(The tasks):
1) From the win-loss query text, list every username in the result table along with its won and lost figures.
2) Decide whether each statement agrees with the win-loss query text. Give yes or no and quote the deciding words.
(a) The shortest query string always gives the best performance.
(b) The two subqueries are combined with a FULL JOIN.
(c) In the result, mary has one loss.
3) Rewrite the paragraph of the win-loss query text that begins "The query is not as simple" as a shorter version that keeps its main points.

(Text segment):
□ □ □ □

I am looking for a \"better\" way to perform a query in which I want to show a single player who he has played previously and the associated win-loss record for each such oppone
The query is not as simple as it looks at first. The shortest query string does not necessarily yield best performance. This should be as fast as it gets, being as short as possible for that:
SELECT p.username, COALESCE(w.ct, 0) AS won, COALESCE(l.ct, 0) AS lost
FROM (
SELECT loser_id AS player_id, count(*) AS ct
FROM match
WHERE winner_id = 1 -- your player_id here
GROUP BY 1 -- positional reference (not your player_id)
) w
FULL JOIN (
SELECT winner_id AS player_id, count(*) AS ct
FROM match
WHERE loser_id = 1 -- your player_id here
GROUP BY 1
) l USING (player_id)
JOIN player p USING (player_id)
ORDER BY 1;
Result exactly as requested:
username | won | lost
---------+-----+-----
alice | 3 | 2
bob | 1 | 0
mary | 2 | 1
SQL Fiddle - with more revealing test data!

□ □ □ □

(Raw records):
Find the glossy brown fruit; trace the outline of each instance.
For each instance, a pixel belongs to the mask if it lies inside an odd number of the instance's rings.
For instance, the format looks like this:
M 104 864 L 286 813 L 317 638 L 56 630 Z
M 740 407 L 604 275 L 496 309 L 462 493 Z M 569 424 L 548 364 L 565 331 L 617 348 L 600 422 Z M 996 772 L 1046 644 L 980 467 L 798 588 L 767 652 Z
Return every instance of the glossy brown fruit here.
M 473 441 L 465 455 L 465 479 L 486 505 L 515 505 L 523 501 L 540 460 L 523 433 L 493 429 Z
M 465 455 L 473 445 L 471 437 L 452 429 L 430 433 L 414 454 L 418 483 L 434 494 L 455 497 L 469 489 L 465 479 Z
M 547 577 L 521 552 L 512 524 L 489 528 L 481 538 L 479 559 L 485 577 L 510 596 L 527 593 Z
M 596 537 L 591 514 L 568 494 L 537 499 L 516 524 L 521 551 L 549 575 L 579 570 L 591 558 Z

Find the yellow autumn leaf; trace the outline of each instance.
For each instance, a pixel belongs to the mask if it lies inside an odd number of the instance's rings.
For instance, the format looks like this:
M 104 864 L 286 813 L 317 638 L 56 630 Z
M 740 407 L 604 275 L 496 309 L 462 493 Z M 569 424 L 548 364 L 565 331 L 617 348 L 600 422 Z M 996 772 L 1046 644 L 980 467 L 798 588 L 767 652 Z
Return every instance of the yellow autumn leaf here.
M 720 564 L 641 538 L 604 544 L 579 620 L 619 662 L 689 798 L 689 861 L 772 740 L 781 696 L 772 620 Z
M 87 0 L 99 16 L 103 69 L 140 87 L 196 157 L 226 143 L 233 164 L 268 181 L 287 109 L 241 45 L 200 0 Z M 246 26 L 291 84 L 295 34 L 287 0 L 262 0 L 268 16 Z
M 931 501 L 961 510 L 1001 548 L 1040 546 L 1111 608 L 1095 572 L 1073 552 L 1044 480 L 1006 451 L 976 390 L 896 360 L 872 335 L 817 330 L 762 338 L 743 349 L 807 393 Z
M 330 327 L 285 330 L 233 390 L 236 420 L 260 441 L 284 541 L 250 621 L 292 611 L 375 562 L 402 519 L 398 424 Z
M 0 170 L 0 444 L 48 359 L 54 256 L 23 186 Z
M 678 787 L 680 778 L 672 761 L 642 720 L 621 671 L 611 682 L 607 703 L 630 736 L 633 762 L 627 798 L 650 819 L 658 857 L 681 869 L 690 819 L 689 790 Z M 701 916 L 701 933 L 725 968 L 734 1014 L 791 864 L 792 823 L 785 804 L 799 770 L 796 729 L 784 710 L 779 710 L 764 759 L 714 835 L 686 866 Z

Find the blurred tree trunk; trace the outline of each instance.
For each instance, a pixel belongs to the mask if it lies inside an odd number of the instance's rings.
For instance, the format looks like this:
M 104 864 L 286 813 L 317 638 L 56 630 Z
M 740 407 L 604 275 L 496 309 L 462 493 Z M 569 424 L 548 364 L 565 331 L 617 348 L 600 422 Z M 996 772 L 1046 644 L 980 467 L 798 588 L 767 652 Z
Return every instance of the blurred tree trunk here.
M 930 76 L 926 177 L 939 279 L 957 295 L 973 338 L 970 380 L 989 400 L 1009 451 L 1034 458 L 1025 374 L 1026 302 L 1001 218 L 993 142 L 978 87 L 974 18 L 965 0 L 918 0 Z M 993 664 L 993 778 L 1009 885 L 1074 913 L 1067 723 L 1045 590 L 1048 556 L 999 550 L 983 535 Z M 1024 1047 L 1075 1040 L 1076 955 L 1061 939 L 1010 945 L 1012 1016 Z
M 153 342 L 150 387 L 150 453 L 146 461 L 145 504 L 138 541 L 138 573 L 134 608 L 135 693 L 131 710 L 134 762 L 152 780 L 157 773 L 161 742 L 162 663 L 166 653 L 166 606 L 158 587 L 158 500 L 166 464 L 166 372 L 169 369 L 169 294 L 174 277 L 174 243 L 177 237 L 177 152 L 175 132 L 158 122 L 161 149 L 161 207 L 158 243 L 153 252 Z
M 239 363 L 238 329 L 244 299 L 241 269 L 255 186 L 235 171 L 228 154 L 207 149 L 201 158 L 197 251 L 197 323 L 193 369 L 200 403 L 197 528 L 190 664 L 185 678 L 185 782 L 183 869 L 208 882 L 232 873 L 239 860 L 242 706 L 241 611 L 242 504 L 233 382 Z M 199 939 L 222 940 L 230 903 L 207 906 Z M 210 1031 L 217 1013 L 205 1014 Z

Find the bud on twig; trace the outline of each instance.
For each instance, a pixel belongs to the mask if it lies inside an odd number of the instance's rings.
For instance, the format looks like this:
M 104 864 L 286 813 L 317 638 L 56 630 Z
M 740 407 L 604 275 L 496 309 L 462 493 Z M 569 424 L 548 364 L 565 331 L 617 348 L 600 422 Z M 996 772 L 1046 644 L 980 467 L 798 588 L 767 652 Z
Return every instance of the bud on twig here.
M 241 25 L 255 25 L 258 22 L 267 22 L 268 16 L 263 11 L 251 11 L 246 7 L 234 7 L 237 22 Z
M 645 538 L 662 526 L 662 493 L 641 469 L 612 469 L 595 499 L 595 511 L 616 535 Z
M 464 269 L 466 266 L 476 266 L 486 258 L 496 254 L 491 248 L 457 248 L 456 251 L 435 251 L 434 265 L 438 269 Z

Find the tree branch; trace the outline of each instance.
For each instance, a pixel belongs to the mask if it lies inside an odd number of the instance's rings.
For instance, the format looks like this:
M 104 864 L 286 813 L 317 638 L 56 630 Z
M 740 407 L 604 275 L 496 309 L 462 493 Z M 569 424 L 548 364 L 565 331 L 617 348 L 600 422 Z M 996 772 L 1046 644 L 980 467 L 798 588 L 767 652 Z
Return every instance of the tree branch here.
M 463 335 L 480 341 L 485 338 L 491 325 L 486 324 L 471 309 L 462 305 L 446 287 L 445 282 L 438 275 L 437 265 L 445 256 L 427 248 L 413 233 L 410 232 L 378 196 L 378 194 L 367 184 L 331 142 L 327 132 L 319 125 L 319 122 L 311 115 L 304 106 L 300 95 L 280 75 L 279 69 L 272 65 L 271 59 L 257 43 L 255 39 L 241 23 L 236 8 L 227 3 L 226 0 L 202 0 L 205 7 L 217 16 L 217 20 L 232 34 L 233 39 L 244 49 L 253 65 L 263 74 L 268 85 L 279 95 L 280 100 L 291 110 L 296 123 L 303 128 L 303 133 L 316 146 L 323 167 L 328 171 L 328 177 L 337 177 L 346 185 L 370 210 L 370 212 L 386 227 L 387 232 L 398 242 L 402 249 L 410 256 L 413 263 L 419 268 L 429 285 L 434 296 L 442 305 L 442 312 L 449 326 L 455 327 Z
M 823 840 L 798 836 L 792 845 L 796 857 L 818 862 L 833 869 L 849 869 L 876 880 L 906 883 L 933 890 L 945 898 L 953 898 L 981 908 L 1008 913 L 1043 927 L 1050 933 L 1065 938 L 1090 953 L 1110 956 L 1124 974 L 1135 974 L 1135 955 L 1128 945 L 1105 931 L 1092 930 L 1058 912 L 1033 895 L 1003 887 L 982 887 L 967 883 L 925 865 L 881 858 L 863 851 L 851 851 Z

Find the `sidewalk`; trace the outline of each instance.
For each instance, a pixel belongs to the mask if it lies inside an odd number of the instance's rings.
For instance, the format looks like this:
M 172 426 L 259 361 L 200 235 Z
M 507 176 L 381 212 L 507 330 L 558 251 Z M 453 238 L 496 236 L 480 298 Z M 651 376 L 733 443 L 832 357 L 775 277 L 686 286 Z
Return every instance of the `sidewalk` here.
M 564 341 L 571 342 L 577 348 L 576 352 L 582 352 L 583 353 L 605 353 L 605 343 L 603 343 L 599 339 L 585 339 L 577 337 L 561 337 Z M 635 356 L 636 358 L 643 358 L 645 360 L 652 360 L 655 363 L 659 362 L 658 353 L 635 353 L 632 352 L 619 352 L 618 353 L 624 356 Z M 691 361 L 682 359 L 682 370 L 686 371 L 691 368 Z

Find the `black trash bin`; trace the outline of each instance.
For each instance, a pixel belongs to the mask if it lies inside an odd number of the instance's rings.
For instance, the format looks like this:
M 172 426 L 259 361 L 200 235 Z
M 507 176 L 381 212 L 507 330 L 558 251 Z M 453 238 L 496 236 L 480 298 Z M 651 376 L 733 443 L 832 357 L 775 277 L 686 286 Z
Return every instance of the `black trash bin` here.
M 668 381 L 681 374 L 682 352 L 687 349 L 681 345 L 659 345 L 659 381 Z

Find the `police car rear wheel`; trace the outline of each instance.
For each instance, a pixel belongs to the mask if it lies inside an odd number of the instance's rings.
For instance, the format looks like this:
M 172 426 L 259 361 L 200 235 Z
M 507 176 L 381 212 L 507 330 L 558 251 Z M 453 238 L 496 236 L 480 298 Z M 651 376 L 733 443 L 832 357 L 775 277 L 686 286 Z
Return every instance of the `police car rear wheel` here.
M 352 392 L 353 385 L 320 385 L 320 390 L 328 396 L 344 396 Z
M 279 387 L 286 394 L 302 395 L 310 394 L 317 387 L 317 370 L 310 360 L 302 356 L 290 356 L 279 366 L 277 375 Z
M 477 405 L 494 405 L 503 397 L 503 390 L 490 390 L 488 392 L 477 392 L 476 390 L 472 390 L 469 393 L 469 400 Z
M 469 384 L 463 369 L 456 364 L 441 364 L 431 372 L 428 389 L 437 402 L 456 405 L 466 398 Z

□ □ □ □

(Set of answers):
1)
alice: won 3, lost 2
bob: won 1, lost 0
mary: won 2, lost 1

2)
(a) No: "The shortest query string does not necessarily yield best performance."
(b) Yes: "FULL JOIN ("
(c) Yes: "mary | 2 | 1"

3) The query is harder than it first appears, and a shorter query string isn't always faster. The query that follows aims to be as fast as possible while staying as short as that speed allows.